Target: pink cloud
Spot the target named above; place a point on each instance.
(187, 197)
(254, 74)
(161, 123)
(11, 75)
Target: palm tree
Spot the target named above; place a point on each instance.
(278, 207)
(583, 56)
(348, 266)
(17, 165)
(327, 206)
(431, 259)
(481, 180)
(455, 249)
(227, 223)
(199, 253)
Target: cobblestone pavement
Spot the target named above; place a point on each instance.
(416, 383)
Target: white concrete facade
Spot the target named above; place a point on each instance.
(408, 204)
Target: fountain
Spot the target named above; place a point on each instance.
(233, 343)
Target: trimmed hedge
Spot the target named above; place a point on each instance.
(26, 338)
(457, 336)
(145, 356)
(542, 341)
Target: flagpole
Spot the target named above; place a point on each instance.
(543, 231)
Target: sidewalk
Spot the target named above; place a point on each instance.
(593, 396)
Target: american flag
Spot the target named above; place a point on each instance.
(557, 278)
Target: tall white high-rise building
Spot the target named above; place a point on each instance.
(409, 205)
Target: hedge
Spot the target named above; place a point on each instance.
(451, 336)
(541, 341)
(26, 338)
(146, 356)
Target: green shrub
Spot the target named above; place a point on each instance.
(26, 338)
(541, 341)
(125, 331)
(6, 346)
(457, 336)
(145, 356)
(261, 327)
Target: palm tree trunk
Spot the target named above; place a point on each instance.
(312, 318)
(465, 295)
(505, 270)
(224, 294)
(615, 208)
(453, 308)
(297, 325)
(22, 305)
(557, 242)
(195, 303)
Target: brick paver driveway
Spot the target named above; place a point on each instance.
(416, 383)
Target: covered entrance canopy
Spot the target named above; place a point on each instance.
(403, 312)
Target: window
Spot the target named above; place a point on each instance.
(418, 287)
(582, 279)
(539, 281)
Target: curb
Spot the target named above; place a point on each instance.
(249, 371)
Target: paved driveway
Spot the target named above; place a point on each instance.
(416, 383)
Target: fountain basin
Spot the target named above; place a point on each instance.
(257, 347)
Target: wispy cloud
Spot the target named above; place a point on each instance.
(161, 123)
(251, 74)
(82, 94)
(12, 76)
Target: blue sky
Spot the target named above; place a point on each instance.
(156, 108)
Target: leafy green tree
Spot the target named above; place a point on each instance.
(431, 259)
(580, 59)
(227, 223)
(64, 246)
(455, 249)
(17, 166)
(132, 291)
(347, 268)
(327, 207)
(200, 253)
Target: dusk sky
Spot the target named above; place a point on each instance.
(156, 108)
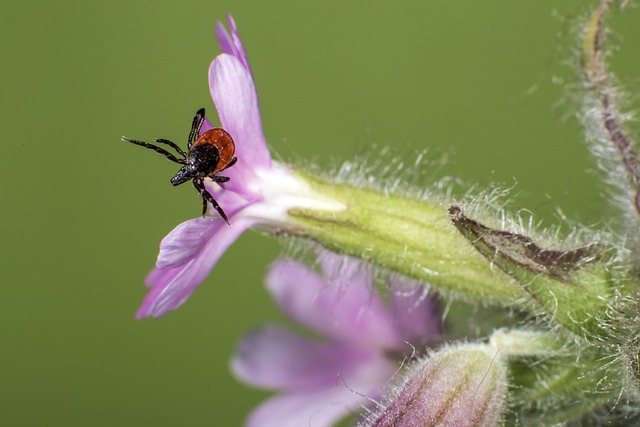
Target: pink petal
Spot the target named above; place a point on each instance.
(345, 308)
(236, 100)
(232, 44)
(186, 240)
(272, 357)
(319, 408)
(171, 287)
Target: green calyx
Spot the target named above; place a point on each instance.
(440, 246)
(413, 237)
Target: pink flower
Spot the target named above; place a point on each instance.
(260, 192)
(322, 382)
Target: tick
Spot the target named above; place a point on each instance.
(206, 156)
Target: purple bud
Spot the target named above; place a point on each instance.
(457, 386)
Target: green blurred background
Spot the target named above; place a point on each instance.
(83, 213)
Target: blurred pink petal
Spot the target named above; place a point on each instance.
(417, 316)
(311, 408)
(323, 382)
(272, 357)
(347, 310)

## [Problem details]
Every record above should be transcribed exactly; the pictures stay out of the copy.

## [Reply to the exercise]
Target: pink cloud
Spot the target named above; place a point on each instance.
(187, 197)
(254, 74)
(161, 123)
(11, 75)
Target: palm tree
Spot the target named above; place a point on each instance.
(278, 207)
(583, 56)
(348, 266)
(17, 165)
(327, 206)
(431, 259)
(481, 180)
(455, 249)
(227, 223)
(199, 253)
Target: cobblestone pavement
Spot the target named above; place a point on each instance.
(416, 383)
Target: white concrete facade
Spot the target named above; place a point on each instance.
(408, 204)
Target: fountain
Spot the target named above; place a point on each instance.
(233, 343)
Target: trimmed hedge
Spot the target named above; place a point on each instance.
(26, 338)
(457, 336)
(145, 356)
(542, 341)
Target: flagpole
Spot the target named above; place a point on each instance.
(543, 231)
Target: sidewalk
Spot the target named above; place a point on each instance.
(593, 396)
Target: american flag
Spot the target named above; place a point on each instance.
(557, 278)
Target: tall white high-rise building
Spot the target named above; place a point on each instance.
(409, 205)
Target: hedge
Spot the target named above; place a point on each instance.
(451, 336)
(541, 341)
(26, 338)
(146, 356)
Target: green shrub
Spot the target named above; place a point on each instance.
(26, 338)
(541, 341)
(125, 331)
(6, 346)
(457, 336)
(145, 356)
(261, 327)
Target: palm tree trunk
Spot the target named above; place a point on each instance.
(312, 318)
(465, 295)
(505, 270)
(224, 294)
(615, 208)
(453, 308)
(297, 325)
(22, 305)
(557, 242)
(195, 303)
Target: brick paver driveway
Spot the target named above; place a point on each instance.
(416, 383)
Target: covered entrance canopy
Spot the target named above; place a point on each instance.
(403, 312)
Target: window
Spot the target named above; place a point on each instance.
(418, 287)
(582, 279)
(539, 281)
Target: curb
Spot the target named above; place a point on each instance.
(249, 371)
Target: paved driveway
Spot the target named above; place a point on each instance.
(416, 383)
Target: fountain basin
Spot the target named above; place a point on each instance.
(257, 347)
Target: wispy cloud
Spot the target named above; place a point on each instance.
(161, 123)
(251, 74)
(82, 94)
(12, 76)
Target: blue sky
Spot the target named above; place a point on each instance.
(156, 108)
Target: leafy green tree
Spot the target named above; place a point on each instance.
(431, 259)
(580, 59)
(227, 223)
(64, 246)
(455, 249)
(17, 166)
(132, 291)
(347, 268)
(327, 207)
(200, 253)
Target: dusk sky
Spot the target named above; place a point on each instance.
(156, 108)
Target: pink petal
Spot the target named above; place a point on each instance.
(345, 308)
(236, 100)
(232, 44)
(186, 240)
(272, 357)
(319, 408)
(171, 287)
Target: green calyx
Spot the target named above; place a point on each instance.
(440, 246)
(413, 237)
Target: pink flower
Spot the target named above; place a point on each instance.
(260, 192)
(322, 382)
Target: tick
Spot the target named above; place a point on each instance.
(206, 156)
Target: purple bud
Spot the target named above; place a point on each instance.
(457, 386)
Target: green blurred background
Spot the target named above; place a point on each instance.
(83, 213)
Target: blurred pink petal
Spot the target named above; place a point on each instance.
(417, 316)
(311, 408)
(323, 382)
(272, 357)
(347, 310)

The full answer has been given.